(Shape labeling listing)
┄┄┄┄┄┄┄┄┄┄┄┄┄┄┄┄┄┄┄┄
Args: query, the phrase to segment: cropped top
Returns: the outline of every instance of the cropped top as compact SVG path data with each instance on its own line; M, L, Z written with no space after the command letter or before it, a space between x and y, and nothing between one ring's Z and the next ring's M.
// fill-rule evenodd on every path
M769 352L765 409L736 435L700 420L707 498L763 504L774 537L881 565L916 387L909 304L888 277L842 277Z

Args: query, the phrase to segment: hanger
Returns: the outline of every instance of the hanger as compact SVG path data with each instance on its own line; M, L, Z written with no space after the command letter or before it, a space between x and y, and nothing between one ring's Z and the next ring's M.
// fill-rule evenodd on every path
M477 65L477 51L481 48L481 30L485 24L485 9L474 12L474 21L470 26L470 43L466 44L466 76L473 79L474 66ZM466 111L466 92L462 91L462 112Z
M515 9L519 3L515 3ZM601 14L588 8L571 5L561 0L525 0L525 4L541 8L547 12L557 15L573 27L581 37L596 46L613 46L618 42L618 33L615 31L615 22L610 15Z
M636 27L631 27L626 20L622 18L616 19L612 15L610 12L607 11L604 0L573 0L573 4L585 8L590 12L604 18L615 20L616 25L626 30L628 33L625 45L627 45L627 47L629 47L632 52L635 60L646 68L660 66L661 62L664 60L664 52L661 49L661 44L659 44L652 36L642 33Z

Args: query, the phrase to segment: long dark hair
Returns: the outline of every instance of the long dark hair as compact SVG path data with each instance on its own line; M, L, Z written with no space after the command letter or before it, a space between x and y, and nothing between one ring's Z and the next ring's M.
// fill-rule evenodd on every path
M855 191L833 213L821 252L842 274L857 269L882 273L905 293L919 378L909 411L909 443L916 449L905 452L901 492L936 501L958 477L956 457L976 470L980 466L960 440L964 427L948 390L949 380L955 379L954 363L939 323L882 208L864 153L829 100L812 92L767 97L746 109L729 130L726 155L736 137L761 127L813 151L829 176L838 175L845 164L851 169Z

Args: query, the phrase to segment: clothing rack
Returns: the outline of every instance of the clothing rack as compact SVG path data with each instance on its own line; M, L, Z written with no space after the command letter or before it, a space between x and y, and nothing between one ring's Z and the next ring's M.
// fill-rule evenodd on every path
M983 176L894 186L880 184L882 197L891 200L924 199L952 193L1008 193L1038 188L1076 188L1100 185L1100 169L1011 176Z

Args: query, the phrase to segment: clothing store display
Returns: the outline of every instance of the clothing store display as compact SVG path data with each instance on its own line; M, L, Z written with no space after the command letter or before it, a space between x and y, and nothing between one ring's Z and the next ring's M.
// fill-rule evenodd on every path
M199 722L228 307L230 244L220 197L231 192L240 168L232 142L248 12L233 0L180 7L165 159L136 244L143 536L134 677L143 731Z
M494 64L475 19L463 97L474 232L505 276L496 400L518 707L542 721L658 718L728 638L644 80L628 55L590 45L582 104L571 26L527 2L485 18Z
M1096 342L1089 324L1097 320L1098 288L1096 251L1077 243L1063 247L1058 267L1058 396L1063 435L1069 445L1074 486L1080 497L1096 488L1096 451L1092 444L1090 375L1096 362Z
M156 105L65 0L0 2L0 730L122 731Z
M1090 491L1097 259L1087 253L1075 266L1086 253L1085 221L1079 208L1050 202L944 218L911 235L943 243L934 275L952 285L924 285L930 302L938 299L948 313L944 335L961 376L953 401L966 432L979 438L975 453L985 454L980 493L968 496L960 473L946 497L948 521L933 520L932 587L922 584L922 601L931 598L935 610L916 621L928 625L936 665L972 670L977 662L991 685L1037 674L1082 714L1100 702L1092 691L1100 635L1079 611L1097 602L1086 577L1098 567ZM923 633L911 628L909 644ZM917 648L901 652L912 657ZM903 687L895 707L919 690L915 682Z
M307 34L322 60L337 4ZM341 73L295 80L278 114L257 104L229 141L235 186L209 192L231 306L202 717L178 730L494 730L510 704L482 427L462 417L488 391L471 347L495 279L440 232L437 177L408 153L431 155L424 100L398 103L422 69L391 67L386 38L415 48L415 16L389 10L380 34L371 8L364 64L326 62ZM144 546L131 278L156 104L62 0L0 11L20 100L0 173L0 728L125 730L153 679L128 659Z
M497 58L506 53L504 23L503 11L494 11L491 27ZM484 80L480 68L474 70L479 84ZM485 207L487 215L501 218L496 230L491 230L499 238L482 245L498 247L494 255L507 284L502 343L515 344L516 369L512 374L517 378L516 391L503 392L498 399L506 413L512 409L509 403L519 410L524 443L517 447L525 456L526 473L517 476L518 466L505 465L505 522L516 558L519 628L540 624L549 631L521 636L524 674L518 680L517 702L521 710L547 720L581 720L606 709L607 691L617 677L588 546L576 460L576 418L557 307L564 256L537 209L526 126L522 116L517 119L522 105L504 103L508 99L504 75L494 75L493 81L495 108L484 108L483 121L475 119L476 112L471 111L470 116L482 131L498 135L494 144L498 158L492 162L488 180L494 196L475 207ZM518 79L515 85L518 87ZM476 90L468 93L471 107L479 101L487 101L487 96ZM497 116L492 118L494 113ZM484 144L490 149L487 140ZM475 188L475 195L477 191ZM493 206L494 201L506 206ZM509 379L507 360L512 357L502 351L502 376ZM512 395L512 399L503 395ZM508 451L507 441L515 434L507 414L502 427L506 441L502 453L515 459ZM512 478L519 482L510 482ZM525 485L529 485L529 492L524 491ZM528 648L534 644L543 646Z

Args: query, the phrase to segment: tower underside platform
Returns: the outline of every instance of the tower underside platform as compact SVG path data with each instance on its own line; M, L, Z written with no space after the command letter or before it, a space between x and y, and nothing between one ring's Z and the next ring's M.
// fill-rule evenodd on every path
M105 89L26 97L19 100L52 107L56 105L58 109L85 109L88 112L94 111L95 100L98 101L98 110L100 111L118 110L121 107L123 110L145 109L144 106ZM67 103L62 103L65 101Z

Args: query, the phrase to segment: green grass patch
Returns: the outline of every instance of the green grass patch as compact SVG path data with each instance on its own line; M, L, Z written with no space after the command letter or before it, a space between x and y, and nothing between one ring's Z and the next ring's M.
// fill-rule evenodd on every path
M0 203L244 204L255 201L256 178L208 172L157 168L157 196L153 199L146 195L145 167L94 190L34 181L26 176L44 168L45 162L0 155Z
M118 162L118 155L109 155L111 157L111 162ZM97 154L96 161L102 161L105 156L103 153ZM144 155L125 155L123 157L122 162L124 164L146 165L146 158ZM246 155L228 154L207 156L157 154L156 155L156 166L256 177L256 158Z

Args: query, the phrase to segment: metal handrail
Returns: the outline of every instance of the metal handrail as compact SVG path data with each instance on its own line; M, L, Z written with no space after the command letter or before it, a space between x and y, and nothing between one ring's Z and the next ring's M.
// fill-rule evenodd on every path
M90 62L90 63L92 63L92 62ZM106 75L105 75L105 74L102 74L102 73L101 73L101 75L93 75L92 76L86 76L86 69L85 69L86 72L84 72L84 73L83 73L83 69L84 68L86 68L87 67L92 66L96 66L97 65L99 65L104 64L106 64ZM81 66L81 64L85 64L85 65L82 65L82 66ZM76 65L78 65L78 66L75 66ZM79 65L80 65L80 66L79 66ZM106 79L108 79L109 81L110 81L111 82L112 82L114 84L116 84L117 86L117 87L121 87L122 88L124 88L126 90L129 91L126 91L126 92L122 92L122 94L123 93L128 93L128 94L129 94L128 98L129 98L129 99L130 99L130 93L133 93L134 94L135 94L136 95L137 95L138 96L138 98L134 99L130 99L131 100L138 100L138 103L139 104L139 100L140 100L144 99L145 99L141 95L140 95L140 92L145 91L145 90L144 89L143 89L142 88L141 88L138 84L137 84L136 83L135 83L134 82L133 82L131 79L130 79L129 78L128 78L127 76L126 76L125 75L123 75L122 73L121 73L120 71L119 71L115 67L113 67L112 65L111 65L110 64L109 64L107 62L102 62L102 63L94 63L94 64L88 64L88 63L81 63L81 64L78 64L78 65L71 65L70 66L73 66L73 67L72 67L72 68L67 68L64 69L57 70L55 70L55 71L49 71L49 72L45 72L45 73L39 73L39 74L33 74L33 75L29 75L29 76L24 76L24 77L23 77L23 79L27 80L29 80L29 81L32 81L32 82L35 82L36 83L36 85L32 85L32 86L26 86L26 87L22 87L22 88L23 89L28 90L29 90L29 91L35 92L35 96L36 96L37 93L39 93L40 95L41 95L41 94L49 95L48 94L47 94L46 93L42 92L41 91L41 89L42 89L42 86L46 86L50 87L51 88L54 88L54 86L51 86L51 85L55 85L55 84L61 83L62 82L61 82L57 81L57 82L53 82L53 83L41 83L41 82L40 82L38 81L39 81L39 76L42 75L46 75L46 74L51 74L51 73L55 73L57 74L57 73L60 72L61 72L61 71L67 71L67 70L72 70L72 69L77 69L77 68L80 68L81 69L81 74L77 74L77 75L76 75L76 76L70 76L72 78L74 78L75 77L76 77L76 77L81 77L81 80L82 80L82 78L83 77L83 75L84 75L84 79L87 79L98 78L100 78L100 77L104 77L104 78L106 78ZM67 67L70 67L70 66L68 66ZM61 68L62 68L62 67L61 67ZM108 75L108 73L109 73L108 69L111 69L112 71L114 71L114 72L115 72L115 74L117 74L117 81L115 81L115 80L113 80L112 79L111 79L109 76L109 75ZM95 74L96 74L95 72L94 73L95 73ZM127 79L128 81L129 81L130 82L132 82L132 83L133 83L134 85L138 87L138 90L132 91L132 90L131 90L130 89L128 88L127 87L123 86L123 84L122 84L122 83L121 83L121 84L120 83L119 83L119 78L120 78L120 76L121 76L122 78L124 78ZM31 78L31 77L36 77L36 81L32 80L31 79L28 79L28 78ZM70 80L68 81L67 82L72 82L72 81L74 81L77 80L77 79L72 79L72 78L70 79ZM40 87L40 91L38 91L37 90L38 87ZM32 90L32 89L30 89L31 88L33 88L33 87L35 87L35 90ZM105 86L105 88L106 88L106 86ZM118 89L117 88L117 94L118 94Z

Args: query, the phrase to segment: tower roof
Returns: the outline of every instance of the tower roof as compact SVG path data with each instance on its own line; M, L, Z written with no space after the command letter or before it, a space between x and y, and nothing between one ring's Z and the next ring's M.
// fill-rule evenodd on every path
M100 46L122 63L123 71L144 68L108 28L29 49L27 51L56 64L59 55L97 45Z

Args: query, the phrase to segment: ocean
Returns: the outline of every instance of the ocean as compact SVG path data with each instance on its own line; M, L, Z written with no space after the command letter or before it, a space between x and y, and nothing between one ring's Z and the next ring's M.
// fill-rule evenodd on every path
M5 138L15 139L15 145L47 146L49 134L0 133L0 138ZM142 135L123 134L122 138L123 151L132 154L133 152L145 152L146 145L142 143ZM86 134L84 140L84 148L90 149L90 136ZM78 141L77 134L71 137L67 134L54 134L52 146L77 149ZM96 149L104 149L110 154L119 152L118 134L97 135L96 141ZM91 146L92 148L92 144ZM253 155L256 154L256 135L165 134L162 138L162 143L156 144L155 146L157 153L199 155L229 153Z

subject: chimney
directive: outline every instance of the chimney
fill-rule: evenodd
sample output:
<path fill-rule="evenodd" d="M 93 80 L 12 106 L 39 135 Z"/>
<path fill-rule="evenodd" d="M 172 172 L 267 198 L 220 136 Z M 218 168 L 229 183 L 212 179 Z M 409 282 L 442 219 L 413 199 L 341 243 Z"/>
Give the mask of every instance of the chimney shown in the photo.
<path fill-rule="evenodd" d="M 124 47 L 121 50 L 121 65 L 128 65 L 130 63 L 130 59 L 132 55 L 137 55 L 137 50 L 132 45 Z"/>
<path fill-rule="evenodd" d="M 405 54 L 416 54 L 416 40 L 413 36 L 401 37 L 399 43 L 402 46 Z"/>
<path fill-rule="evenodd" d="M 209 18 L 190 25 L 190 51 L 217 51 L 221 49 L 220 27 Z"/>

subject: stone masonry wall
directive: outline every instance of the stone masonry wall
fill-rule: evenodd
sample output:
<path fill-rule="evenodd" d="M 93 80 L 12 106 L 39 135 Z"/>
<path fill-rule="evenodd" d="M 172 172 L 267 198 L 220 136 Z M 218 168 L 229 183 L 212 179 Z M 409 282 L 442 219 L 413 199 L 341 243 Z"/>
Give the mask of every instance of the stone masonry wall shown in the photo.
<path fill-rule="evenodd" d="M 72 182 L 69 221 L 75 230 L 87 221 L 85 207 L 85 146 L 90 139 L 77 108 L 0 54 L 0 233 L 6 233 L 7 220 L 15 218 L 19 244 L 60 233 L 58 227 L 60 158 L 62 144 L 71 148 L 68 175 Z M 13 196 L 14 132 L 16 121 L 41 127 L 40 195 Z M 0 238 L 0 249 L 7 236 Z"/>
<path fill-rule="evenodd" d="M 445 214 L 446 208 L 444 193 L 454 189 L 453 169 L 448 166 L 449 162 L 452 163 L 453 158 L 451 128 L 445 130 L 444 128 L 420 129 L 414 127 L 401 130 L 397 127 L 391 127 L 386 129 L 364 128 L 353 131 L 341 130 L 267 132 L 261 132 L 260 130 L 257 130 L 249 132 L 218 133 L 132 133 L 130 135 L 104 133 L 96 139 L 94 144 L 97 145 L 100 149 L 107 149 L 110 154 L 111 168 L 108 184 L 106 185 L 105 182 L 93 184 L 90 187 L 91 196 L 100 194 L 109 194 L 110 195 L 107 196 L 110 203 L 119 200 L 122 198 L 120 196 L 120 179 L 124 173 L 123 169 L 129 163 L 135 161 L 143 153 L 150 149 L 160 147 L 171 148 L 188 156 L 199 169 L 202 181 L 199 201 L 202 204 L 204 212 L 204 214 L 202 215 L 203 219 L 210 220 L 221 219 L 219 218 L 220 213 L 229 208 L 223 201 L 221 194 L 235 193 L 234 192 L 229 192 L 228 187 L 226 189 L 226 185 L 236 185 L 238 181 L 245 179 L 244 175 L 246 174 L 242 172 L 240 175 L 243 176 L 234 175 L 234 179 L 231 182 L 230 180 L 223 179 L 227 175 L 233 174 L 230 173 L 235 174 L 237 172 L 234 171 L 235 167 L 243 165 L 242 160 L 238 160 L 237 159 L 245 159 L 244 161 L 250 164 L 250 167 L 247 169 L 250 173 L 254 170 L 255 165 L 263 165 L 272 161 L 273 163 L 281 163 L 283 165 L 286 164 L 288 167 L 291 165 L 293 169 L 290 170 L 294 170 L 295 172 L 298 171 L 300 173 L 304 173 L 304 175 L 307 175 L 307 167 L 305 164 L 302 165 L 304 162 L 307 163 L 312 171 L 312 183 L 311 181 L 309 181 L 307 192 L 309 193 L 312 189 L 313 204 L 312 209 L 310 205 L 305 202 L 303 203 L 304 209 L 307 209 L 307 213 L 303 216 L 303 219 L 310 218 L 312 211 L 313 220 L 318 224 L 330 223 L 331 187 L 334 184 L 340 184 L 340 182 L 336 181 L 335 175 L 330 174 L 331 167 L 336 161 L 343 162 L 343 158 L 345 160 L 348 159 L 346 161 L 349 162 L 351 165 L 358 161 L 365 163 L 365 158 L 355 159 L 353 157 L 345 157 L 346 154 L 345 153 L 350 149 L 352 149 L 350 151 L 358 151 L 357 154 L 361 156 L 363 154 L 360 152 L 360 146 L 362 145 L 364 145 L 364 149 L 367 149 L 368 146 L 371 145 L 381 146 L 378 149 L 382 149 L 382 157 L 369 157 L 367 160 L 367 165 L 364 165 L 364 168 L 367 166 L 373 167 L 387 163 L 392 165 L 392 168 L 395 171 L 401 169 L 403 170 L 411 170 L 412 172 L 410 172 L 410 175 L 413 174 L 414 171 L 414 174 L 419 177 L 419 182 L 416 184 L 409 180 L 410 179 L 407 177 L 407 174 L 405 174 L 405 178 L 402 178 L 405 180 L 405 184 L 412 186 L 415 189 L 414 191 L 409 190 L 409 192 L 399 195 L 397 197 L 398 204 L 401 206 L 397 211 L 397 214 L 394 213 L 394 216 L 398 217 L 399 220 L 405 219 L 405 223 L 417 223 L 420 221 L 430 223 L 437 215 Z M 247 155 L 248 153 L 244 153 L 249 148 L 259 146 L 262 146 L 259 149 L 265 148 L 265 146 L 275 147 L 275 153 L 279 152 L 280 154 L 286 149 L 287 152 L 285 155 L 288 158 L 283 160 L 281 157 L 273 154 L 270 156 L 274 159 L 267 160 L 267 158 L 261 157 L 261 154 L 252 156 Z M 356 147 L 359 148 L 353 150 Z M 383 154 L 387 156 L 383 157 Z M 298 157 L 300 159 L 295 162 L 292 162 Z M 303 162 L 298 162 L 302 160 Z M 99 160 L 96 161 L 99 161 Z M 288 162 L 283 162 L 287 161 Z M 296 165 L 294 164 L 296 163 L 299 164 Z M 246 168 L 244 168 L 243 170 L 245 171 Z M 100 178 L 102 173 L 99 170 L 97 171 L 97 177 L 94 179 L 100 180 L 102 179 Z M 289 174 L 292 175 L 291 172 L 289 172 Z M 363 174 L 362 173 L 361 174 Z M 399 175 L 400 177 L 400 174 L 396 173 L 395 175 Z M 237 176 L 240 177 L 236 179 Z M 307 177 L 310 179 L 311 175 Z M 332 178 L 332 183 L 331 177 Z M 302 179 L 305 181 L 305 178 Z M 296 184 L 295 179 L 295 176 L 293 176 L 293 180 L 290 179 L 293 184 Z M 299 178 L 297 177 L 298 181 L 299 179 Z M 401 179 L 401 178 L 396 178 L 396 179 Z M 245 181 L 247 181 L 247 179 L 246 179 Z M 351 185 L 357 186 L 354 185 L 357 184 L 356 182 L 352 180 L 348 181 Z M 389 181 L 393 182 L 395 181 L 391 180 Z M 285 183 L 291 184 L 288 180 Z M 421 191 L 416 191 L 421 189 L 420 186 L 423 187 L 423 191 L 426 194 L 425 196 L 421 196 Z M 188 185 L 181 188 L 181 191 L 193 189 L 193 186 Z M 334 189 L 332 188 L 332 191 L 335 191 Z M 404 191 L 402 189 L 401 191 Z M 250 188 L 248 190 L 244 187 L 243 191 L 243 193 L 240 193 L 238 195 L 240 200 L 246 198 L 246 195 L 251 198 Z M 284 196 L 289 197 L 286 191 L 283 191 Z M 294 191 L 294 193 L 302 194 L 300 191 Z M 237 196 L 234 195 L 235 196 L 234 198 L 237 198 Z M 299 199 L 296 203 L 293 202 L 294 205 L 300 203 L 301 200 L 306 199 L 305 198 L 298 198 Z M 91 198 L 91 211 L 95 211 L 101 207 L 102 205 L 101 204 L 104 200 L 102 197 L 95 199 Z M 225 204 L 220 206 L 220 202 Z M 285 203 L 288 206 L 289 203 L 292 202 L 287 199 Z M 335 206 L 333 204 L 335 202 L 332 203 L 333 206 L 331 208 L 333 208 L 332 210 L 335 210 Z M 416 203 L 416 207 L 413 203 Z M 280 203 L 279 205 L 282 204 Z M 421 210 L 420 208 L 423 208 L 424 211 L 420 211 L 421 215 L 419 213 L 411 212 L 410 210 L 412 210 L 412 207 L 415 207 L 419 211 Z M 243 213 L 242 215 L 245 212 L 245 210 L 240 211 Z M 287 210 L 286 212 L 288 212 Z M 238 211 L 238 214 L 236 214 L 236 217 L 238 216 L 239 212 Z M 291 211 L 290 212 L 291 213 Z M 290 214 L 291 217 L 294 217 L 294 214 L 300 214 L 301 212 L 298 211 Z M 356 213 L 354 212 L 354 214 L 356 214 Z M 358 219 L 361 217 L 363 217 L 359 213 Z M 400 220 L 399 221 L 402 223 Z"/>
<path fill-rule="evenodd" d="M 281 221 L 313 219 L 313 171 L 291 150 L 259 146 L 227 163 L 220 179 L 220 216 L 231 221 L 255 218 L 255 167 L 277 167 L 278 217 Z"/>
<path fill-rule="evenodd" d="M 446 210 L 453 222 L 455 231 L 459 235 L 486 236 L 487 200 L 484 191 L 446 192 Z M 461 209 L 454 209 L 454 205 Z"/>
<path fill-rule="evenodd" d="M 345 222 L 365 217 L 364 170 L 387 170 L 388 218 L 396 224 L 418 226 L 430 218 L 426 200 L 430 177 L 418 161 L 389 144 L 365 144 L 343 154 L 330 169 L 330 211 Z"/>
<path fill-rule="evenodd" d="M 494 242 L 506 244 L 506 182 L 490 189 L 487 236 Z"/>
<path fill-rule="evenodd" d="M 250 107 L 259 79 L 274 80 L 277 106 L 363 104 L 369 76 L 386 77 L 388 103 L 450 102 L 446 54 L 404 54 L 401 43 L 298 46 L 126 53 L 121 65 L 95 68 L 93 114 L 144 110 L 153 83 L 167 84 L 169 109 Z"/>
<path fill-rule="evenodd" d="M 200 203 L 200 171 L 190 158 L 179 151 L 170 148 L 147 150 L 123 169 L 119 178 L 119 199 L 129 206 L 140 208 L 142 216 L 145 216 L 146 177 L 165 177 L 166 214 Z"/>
┄┄┄┄┄┄┄┄┄┄┄┄┄┄┄┄┄┄┄┄
* What is required
Recast the listing as a numbered list, starting at the line with "subject: stone masonry wall" and ending at the line with "72 182 L 69", both included. Leave out blank lines.

* Complete output
1. subject: stone masonry wall
2. directive: outline every instance of the stone masonry wall
3. fill-rule: evenodd
4. sample output:
5. <path fill-rule="evenodd" d="M 93 80 L 12 106 L 39 135 Z"/>
6. <path fill-rule="evenodd" d="M 172 172 L 267 198 L 220 136 Z M 218 168 L 229 183 L 212 179 Z M 409 282 L 442 219 L 413 199 L 341 243 Z"/>
7. Give the mask of every instance of the stone masonry wall shown in the photo.
8. <path fill-rule="evenodd" d="M 72 182 L 69 221 L 75 230 L 87 221 L 85 207 L 85 146 L 90 139 L 77 108 L 0 54 L 0 233 L 6 233 L 7 220 L 15 218 L 19 244 L 60 233 L 58 227 L 60 158 L 62 144 L 71 148 L 68 175 Z M 13 196 L 14 132 L 16 121 L 41 127 L 40 195 Z M 0 238 L 0 249 L 7 236 Z"/>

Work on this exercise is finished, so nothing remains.